**Excerto a ler**
◇ ◇ ◇ ◇

Cientistas japoneses descobrem uma nova forma de “ouvir” os buracos negros
Uma equipa de físicos japoneses conseguiu calcular com precisão as vibrações dos buracos negros após uma colisão, revelando estruturas ocultas e espirais matemáticas que nunca tinham sido medidas antes.

Imagine que um buraco negro colide com outro e, apesar de não “ouvirmos” nada, todo o espaço-tempo vibra. Chamamos a estas ondas modos quasinormais, que são basicamente os ecos da perturbação, como sinos invisíveis que tocam brevemente antes de desaparecerem no nada.
Estes “ecos” e as suas frequências contêm informação chave sobre a massa, o tamanho e até a forma do buraco negro deixado para trás após o choque. Medir estes parâmetros é, em essência, ouvir a canção do abismo, mas calculá-los com precisão tem sido um desafio técnico.
Os mais difíceis são os modos altamente amortecidos, uma vez que se desvanecem rapidamente e, embora os detectores possam registar os mais fortes, a compreensão dos mais fracos exige fórmulas que atravessam delicadas fronteiras matemáticas. É aqui que entra uma ferramenta poderosa mas pouco utilizada na física: o método WKB exato.
Um grupo de investigadores japoneses liderado por Taiga Miyachi decidiu aplicar este método ao estudo dos buracos negros e o que descobriram foi surpreendente: padrões espirais escondidos, cortes invisíveis na matemática do horizonte e uma nova forma de seguir as ondas que emergem da escuridão para o infinito.

Com esta técnica, foram capazes de traçar com precisão as vibrações do espaço-tempo desde o horizonte do buraco negro até regiões distantes, resolvendo estruturas que antes eram inalcançáveis. Além disso, conseguiram fazê-lo sem recorrer a simulações numéricas; apenas papel e lápis e muita matemática complexa.
O que é o método WKB (e porque é que é tão especial)?
É uma técnica que teve origem na mecânica quântica para resolver equações complexas sem conhecer a sua solução exata. A sua versão “exacta” permite também estender estas soluções ao plano complexo, revelando comportamentos que passam despercebidos nos métodos tradicionais.
Ao contrário de outras abordagens, a WKB exacta não necessita de fechar contornos arbitrários nem de assumir limites extremos, podendo trabalhar diretamente sobre a linha real. De seguida, são analisadas as soluções globais das equações diferenciais, o que constitui um passo fundamental na descrição das vibrações espaço-temporais.

◇ ◇ ◇ ◇

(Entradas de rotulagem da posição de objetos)
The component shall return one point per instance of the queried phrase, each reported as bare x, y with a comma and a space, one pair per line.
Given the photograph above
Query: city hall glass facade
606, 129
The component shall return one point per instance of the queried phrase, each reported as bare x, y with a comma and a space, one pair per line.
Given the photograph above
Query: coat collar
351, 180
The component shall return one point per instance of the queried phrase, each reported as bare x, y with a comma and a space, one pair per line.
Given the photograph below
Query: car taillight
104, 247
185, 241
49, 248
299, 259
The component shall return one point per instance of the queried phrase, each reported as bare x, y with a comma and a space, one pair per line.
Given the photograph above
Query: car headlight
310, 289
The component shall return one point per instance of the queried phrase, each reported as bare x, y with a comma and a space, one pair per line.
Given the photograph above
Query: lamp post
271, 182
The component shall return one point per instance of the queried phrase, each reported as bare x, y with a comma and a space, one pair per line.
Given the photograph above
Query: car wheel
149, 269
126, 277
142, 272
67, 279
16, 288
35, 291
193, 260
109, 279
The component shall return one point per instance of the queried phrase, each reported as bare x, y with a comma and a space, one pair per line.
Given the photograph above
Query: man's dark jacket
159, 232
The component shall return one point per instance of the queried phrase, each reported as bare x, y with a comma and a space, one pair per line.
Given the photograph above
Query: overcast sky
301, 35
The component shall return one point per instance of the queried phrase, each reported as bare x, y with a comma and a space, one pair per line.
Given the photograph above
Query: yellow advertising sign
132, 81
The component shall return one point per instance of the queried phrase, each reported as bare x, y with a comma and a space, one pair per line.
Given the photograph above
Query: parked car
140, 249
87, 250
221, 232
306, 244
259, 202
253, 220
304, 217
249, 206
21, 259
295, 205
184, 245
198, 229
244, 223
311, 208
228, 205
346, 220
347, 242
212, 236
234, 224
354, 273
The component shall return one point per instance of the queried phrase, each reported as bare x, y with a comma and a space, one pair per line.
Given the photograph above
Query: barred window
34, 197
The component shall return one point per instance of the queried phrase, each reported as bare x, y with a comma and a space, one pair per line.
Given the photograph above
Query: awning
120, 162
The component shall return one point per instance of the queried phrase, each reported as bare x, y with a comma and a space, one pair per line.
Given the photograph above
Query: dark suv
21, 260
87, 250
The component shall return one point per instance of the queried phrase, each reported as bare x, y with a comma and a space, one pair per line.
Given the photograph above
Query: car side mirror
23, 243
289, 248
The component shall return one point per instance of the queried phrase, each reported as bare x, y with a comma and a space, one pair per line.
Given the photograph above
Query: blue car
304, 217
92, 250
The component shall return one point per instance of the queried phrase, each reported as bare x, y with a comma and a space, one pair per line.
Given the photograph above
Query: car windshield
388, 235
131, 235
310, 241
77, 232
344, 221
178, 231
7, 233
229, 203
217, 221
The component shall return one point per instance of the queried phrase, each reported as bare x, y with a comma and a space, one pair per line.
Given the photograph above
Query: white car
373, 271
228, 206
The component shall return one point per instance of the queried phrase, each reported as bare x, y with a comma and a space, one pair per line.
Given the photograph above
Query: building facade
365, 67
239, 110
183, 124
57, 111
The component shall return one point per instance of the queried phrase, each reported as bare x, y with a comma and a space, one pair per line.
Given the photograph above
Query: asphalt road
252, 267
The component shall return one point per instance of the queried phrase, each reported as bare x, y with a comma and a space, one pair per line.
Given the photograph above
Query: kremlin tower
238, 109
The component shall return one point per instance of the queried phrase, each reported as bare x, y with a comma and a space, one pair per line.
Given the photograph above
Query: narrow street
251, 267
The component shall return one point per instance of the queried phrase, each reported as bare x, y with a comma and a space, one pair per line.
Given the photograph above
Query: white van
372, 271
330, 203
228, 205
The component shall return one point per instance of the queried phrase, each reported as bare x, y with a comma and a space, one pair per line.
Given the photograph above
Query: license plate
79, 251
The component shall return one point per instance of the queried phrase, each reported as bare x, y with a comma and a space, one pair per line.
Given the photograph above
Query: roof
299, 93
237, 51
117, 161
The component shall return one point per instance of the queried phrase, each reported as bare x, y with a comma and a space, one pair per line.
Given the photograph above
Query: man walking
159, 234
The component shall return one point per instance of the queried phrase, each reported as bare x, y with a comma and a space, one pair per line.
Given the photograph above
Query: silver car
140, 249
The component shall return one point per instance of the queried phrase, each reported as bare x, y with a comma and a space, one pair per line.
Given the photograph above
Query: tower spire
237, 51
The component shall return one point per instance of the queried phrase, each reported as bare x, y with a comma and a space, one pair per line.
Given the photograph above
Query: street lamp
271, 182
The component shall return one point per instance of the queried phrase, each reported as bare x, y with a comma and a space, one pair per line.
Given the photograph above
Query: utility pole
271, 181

◇ ◇ ◇ ◇

**Tarefas**
1. Extrai dos registos todas as linhas que contêm a palavra "street".
2. Por favor, continua o texto sobre as vibrações dos buracos negros a partir da última frase apresentada.

**Respostas por ordem**
1.
Query: narrow street
Query: street lamp

2.
Um dos conceitos centrais são as curvas de Stokes, os limites invisíveis onde a natureza de uma onda muda abruptamente, e descobre-se que estas curvas não são simples linhas mas podem formar espirais logarítmicas infinitas que emergem do horizonte do buraco negro.
Estas espirais tinham sido ignoradas por muitos estudos anteriores. No entanto, foram fundamentais para compreender como as soluções próximas do buraco negro se ligam às que descrevem o espaço distante porque são, de certa forma, os caminhos ao longo dos quais os ecos gravitacionais viajam.
Uma sinfonia matemática numa espiral
Ao aplicar o método WKB exato a um buraco negro de Schwarzschild, os investigadores descobriram uma estrutura rica e precisa nos modos quasinormais- de facto, os modos mais fracos e amortecidos, anteriormente difíceis de prever, puderam ser elegantemente calculados.
Para validar a sua abordagem, começaram por testar o método em modelos simples, como o oscilador harmónico e o potencial de Morse, sistemas que, embora clássicos, têm semelhanças estruturais com as equações do espaço-tempo em torno de um buraco negro.

A grande descoberta foi que o comportamento das curvas de Stokes em torno dos pontos singulares do espaço-tempo influencia diretamente as frequências de eco. Assim, ao ter em conta estas espirais matemáticas, a equipa foi capaz de afinar as condições de fronteira necessárias.
Ao fazê-lo, não só resolveram modelos exactos, como abriram a porta ao cálculo das frequências reais emitidas por um buraco negro após uma fusão. Algo como uma sinfonia matemática que, até agora, tínhamos ouvido mas não sabíamos a partitura.
O Universo assina com um eco
Este avanço não é apenas teórico, porque as ondas gravitacionais detetadas por observatórios como o LIGO ou o KAGRA poderiam ser analisadas com maior precisão se compreendêssemos melhor as suas componentes mais subtis, e é exatamente isso que esta nova formulação matemática permite.
Cada modo quasinormal é como uma nota na canção do Universo. Saber interpretá-los, como o faria uma orquestra cósmica, poderia revelar se um objeto observado é um buraco negro clássico ou algo mais exótico, como uma estrela bosónica ou um remanescente quântico ainda desconhecido.
A equipa planeia agora alargar a sua análise a buracos negros rotativos ou de Kerr, onde a geometria é ainda mais complexa, e explorar a forma como este método pode ser aplicado a teorias para além da relatividade geral, incluindo possíveis efeitos quânticos na gravidade.
Este trabalho não só resolve um problema antigo, como abre uma nova via para escutar com atenção e rigor os segredos mais profundos do Universo, porque, por vezes, o que parece ser um silêncio absoluto esconde o eco mais revelador.
Referência da notícia
Path to an exact WKB analysis of black hole quasinormal modes. Taiga Miyachi, Ryo Namba, Hidetoshi Omiya, Naritaka Oshita. Phys. Rev. D 111, 124045. Published 24 June, 2025.